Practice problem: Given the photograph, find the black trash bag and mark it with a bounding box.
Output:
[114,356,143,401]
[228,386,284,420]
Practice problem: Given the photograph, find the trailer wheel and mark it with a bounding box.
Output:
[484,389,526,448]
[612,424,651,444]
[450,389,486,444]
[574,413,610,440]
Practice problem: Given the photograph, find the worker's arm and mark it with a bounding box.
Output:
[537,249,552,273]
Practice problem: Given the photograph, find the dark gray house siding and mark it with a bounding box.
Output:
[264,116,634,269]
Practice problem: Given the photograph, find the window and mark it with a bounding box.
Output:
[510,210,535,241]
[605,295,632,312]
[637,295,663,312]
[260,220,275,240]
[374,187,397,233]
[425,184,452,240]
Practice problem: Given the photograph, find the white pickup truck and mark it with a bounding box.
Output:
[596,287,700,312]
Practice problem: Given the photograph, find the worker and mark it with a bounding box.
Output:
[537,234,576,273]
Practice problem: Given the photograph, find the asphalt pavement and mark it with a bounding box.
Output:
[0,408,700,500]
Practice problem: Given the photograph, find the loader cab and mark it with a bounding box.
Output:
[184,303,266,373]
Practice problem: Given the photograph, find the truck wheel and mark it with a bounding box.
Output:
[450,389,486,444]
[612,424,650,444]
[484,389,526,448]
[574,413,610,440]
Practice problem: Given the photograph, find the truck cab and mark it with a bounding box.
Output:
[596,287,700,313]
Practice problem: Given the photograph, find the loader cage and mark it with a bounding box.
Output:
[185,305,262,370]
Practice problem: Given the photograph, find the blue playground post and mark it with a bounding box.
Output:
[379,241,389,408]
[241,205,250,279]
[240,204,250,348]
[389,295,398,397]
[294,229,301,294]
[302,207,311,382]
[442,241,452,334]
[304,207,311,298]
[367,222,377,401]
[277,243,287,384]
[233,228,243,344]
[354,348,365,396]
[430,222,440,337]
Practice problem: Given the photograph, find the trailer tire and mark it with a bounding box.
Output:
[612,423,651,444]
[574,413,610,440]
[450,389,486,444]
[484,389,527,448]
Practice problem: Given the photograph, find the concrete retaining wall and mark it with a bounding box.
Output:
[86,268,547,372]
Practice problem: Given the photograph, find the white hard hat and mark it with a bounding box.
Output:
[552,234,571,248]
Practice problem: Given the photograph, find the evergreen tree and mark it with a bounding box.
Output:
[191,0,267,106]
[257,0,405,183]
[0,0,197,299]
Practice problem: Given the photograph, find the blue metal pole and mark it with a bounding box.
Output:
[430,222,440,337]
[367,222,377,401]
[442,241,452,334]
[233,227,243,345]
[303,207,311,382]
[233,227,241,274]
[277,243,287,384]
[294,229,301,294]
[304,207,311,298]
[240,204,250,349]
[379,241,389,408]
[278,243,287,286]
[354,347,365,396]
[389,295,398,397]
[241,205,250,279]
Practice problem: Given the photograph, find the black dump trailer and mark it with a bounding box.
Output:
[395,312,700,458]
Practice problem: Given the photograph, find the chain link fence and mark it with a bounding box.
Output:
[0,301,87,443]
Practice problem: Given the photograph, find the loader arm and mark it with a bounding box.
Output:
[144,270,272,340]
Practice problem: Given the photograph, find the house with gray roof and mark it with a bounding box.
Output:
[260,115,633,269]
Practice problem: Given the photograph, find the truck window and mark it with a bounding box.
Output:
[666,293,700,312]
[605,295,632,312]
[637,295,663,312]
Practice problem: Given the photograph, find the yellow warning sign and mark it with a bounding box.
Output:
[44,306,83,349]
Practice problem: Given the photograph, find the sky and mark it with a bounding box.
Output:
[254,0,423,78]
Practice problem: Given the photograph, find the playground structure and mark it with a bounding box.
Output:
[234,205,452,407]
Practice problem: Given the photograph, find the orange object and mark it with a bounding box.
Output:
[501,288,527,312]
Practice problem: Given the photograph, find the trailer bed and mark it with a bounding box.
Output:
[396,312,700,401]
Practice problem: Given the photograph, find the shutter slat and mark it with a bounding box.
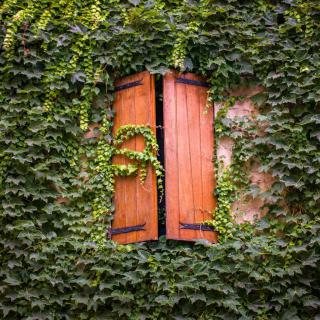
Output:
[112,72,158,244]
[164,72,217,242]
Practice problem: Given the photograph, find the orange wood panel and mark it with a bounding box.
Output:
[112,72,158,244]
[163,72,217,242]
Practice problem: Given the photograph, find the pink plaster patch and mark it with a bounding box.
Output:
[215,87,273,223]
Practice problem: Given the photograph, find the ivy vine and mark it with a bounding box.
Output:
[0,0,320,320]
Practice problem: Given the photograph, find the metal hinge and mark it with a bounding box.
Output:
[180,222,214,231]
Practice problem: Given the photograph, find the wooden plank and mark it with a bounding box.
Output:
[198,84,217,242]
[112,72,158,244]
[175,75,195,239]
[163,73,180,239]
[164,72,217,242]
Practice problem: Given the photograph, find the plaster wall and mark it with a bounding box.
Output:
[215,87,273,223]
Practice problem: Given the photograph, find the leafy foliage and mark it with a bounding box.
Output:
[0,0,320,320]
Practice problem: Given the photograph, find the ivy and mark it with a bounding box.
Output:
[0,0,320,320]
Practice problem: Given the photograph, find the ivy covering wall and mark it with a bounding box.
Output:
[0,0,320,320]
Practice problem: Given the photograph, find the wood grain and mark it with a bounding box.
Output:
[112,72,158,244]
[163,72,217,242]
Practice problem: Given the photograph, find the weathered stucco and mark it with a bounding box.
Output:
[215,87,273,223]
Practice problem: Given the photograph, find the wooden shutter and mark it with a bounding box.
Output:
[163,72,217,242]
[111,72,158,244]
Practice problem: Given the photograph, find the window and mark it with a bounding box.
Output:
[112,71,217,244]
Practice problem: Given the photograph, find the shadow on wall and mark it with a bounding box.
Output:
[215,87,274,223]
= = = =
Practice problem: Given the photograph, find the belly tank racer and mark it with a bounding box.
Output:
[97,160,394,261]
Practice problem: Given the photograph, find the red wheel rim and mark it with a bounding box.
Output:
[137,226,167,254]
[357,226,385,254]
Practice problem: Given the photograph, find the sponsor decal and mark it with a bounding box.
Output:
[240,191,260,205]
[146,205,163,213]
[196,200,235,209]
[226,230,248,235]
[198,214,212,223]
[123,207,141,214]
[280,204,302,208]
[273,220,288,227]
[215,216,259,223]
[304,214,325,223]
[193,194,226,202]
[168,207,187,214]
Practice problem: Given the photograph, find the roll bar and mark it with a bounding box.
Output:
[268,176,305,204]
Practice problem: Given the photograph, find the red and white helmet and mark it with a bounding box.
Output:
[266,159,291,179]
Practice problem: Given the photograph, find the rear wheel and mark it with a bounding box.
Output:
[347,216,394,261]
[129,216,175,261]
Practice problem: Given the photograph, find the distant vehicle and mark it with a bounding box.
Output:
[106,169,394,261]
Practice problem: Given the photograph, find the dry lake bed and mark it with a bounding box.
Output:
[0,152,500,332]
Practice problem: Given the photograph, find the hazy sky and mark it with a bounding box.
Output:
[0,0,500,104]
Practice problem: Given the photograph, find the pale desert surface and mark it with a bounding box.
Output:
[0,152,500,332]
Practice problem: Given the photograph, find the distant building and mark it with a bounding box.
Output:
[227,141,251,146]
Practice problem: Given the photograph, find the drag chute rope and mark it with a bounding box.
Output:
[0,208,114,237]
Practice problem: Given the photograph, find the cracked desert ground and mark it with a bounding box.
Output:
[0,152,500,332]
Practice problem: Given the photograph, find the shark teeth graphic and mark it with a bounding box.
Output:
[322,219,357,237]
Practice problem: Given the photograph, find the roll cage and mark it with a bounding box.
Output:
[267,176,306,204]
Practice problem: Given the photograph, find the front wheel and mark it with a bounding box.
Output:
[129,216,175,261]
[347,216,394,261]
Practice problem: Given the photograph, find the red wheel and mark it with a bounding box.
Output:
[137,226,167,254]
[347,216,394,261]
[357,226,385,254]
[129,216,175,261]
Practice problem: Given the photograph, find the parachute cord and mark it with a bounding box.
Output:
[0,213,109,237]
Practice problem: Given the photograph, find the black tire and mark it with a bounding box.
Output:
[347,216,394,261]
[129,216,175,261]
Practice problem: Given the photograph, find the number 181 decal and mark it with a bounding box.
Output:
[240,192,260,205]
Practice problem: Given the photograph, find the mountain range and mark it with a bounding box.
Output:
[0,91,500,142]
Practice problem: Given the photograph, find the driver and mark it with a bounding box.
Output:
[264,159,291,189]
= = = =
** Problem to solve **
Please copy out the material again in full, starting with the line that contains "Practice problem: Given the photograph, find the black trash" and going on through the line that contains "[185,305,262,370]", and raise every bounding-box coordinate in those lines by 126. Leave out everything outside that range.

** Exercise answer **
Practice problem: Given the photograph, find the black trash bag and mark it with a bounding box.
Output:
[240,482,269,527]
[354,512,410,546]
Practice problem: Given the photograph, find the trailer wheel and mark it with a bounding box.
Output:
[610,515,652,574]
[738,550,777,570]
[576,515,612,570]
[700,539,736,566]
Practice problem: Given the photograph, find the worker's arm and mark it with a bounding box.
Output:
[663,375,678,399]
Practice problem: Given the photograph, find the dark gray house siding and mark it with a bounding box.
Output:
[390,242,760,395]
Practice problem: Given the photograph, find the window and mark it with a bounding box.
Output:
[636,336,661,367]
[731,421,758,438]
[763,421,789,438]
[386,346,401,366]
[500,313,523,359]
[551,310,578,366]
Practice problem: Given the photograph, find the white pickup truck and mark it with a bounding box.
Output:
[722,413,826,438]
Practice problem: Given the photograph, find the worker and mark it with a bounding box.
Output:
[663,360,702,399]
Practice problem: Given the photograph, find the asphalt pavement and mark it with a bounding box.
Output:
[126,534,826,626]
Practice problem: Given the photograph, find the loader cab and mark it with a bounding box.
Output:
[310,429,392,499]
Practice problem: Given the photograph, find the truck wheel and mark it with a bounding box.
Output:
[576,515,612,570]
[738,550,776,570]
[610,515,652,574]
[700,539,736,566]
Practice problem: Given the photograph, find the truck cab and mark it with a bounding box.
Output:
[722,413,826,439]
Practice problem: Given the photograph, find the loader cage and mark it with a bounding box.
Output:
[311,431,388,496]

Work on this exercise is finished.